Google will require mobile developers to use an Android App Bundle for submitting applications to its Play Store from August 2021, optimising distribution and also requiring Google to hold the developer's private signing key.
Dom Elliott, Google Play product manager said that from next month: "This will replace the APK as the standard publishing format."
The APK (Android Package) format will still be used on the device, but the idea of the App Bundle is that when a device requests the installer from Google Play, it will receive an APK optimised for the device rather than a universal APK prepared by the developer.
App Bundles also enable additional features, described here. On-demand delivery lets developers offer feature modules which are downloaded as required, reducing the size of the application for those who do not use those features.
Conditional delivery is a variation on the same theme, where certain modules may be installed only in certain countries, or if a device has certain hardware features.
Instant delivery lets developers configure a small base module and feature module (below 10MB) that can be tried by users without a full install.
Applications requiring large assets (generally games) formerly used OBB (Opaque Binary Blob) expansion files, but can now use Play Asset Delivery, with assets hosted by Google, offering several delivery modes. Play Asset Delivery is more secure, since OBBs are not signed.
- Samsung commits to 5 years of Android updates... for its enterprise smartphone users at least
- Good news: Google no longer requires publishers to use the AMP format. Bad news: What replaces it might be worse
- Google creates 'optimized' Android for one smartphone — that will only be sold in India
- What you need to know about Microsoft Windows 11: It will run Android apps
Elliott called this "Modern Android Distribution" and said the "majority of the top 1,000 apps and games on Google Play" already use App Bundles.
There is one aspect giving developers pause for thought, though, which is that using App Bundles requires enrolling in a scheme called Play App Signing.
"With Play App Signing, Google manages and protects your app's signing key for you and uses it to sign your APKs for distribution," the docs explained. This is a departure from the old APK submission, where developers can sign with their own key.
Google's documentation for signing with a developer-managed key is full of warnings. "If you lose or misplace your key, you will not be able to publish updates to your existing app. You cannot regenerate a previously generated key. Your reputation as a developer entity depends on you securing your app signing key properly, at all times, until the key is expired," it says.

> **Directions for this task**
Quote the App Bundle article from "The APK (Android" to "certain hardware features.". The records have no connection to the App Bundle article.

> **Listing**
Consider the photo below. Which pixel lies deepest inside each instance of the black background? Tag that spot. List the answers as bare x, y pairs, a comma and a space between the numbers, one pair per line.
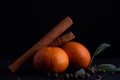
24, 23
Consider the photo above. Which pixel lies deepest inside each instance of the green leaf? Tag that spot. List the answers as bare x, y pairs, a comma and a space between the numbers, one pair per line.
117, 70
80, 72
102, 47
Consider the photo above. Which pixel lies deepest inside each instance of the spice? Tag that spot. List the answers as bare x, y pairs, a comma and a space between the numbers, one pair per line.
45, 41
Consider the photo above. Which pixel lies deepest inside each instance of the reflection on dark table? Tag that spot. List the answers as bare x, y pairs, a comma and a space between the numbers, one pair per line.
28, 73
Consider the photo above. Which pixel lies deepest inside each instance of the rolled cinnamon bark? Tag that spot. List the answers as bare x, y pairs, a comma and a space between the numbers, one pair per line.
45, 41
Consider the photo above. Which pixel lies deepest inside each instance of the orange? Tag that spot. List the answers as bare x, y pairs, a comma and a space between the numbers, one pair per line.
78, 54
51, 59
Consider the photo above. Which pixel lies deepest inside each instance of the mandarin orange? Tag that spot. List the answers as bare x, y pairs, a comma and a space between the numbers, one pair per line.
51, 59
78, 54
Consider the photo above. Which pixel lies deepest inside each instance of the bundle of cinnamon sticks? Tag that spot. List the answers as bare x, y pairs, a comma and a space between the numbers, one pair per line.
50, 39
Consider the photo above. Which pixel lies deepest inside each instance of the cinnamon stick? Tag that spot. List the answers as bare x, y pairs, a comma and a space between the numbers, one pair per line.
45, 41
63, 39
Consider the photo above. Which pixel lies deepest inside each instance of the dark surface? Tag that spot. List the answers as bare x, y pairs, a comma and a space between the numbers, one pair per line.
27, 71
23, 23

> **Answer to this problem**
The APK (Android Package) format will still be used on the device, but the idea of the App Bundle is that when a device requests the installer from Google Play, it will receive an APK optimised for the device rather than a universal APK prepared by the developer.
App Bundles also enable additional features, described here. On-demand delivery lets developers offer feature modules which are downloaded as required, reducing the size of the application for those who do not use those features.
Conditional delivery is a variation on the same theme, where certain modules may be installed only in certain countries, or if a device has certain hardware features.